PAGE TEXT
The FMS Inspection Score is FindMySchool's proprietary analysis based on official Ofsted and ISI inspection reports. It converts ratings into a standardised 1–10 scale for fair comparison across all schools in England.
Disclaimer: The FMS Inspection Score is an independent analysis by FindMySchool. It is not endorsed by or affiliated with Ofsted or ISI. Always refer to the official Ofsted or ISI report for the full picture of a school’s inspection outcome.
An infant school with nursery provision can feel like a small world, yet families still want the reassurance of clear routines and a curriculum that builds momentum from the earliest years. St Jude’s CofE Infant School serves children from age 2 through Year 2, with a Church of England character and a close connection to its local community in Englefield Green. Demand is real, with 59 applications for 25 offers in the most recent Reception admissions, which is about 2.36 applications per place.
The most recent inspection, carried out on 11 and 12 June 2024 and published on 15 July 2024, rated the school Requires Improvement overall. The same report graded Behaviour and Attitudes as Good, Personal Development as Good, Leadership and Management as Good, and Early Years Provision as Good, while Quality of Education was Requires Improvement.
For parents, that combination usually signals a school where children feel safe and settled, and where leaders have the foundations in place, but with work to do on how consistently learning builds across subjects and year groups.
A small infant school succeeds or fails on relationships. The 2024 inspection describes a friendly, welcoming place where pupils are happy and feel safe, with trusted adults to talk to if worries arise, and behaviour that is typically calm around the school. Those are not minor points in an infants setting, because confidence at age 4 to 7 is often the gateway to everything else: phonics, early number, speaking and listening, and the readiness to try, fail, and try again.
Leadership is clearly presented on the school’s own site, with Mrs V Chiverton named as headteacher and a wider leadership team listed. The school is also explicit about its Church of England identity, and for many families this means a moral vocabulary that runs through assemblies and everyday expectations, plus a values-led approach to how pupils treat each other. The best faith schools manage to be confident in ethos while still welcoming families with a wide range of personal beliefs, and infant schools tend to do this in a practical way, through kindness norms, community service, and reflective moments rather than heavy doctrine.

STORED ROWS
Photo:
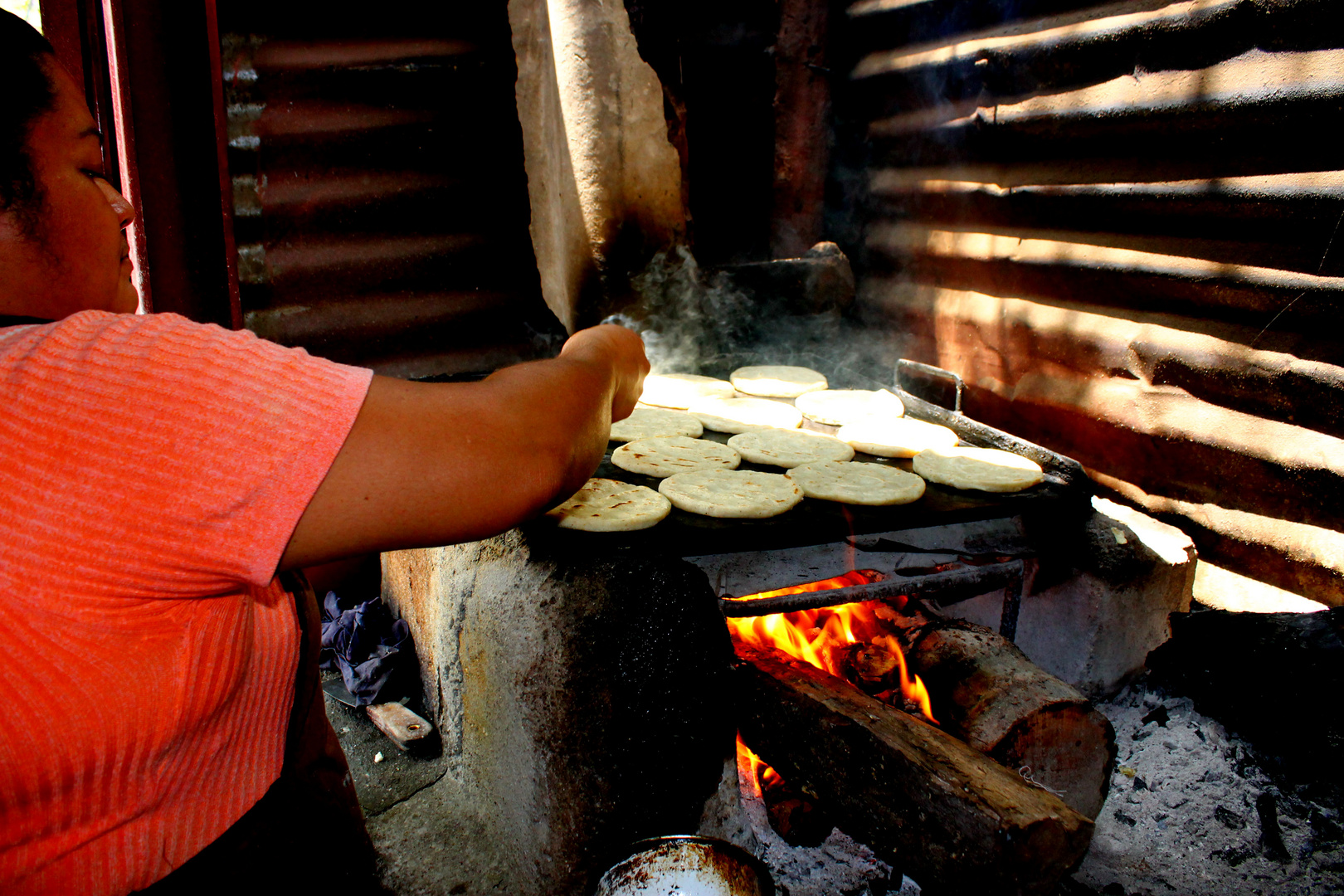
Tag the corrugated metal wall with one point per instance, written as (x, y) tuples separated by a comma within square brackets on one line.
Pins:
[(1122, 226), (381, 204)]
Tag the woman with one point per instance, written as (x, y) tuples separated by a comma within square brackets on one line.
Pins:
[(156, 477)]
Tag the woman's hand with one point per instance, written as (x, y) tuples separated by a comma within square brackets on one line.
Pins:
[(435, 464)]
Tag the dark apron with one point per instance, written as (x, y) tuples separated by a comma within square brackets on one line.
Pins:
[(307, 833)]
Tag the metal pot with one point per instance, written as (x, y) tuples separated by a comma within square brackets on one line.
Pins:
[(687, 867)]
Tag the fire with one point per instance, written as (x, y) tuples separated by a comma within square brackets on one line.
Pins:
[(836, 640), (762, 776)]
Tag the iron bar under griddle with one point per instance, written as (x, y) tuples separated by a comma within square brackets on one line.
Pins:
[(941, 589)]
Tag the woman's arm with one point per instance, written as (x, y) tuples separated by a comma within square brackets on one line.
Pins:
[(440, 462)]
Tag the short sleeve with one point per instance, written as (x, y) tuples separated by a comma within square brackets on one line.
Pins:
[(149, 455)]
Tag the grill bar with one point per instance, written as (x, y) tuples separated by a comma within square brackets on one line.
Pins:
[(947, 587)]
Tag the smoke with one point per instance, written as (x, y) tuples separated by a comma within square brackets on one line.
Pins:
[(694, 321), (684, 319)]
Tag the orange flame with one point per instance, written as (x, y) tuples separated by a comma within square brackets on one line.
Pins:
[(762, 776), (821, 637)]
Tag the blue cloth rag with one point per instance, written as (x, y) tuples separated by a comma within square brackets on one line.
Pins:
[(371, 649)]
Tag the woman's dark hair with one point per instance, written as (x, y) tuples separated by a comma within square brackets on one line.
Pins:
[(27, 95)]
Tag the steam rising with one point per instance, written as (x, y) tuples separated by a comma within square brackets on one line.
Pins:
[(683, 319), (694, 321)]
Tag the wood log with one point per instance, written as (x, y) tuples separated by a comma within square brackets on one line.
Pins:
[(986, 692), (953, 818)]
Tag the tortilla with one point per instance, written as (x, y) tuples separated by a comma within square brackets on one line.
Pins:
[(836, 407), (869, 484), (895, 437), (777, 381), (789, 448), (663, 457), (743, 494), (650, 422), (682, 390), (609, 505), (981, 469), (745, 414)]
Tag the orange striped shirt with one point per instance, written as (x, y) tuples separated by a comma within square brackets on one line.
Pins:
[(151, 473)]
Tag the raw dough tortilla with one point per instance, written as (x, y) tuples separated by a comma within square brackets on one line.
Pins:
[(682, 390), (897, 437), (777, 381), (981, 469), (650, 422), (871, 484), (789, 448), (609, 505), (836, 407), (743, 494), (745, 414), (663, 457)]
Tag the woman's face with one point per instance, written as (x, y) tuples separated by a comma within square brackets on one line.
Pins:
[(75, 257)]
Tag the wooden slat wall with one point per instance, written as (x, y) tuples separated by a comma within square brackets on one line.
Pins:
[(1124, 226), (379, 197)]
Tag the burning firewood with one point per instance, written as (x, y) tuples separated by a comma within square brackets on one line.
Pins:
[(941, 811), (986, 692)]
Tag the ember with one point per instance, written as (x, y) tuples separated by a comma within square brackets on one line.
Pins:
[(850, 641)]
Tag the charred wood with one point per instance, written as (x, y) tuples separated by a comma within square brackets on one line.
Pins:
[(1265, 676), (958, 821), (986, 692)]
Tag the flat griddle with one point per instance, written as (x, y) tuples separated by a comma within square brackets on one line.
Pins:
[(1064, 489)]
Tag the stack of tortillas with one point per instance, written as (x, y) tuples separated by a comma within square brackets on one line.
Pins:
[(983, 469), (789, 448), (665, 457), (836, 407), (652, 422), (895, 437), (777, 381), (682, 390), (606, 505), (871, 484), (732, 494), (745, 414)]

STATED GOAL
Type out the passage of the St Jude's school profile running from "Disclaimer: The FMS" down to "school’s inspection outcome.", word for word.

FINAL RESULT
Disclaimer: The FMS Inspection Score is an independent analysis by FindMySchool. It is not endorsed by or affiliated with Ofsted or ISI. Always refer to the official Ofsted or ISI report for the full picture of a school’s inspection outcome.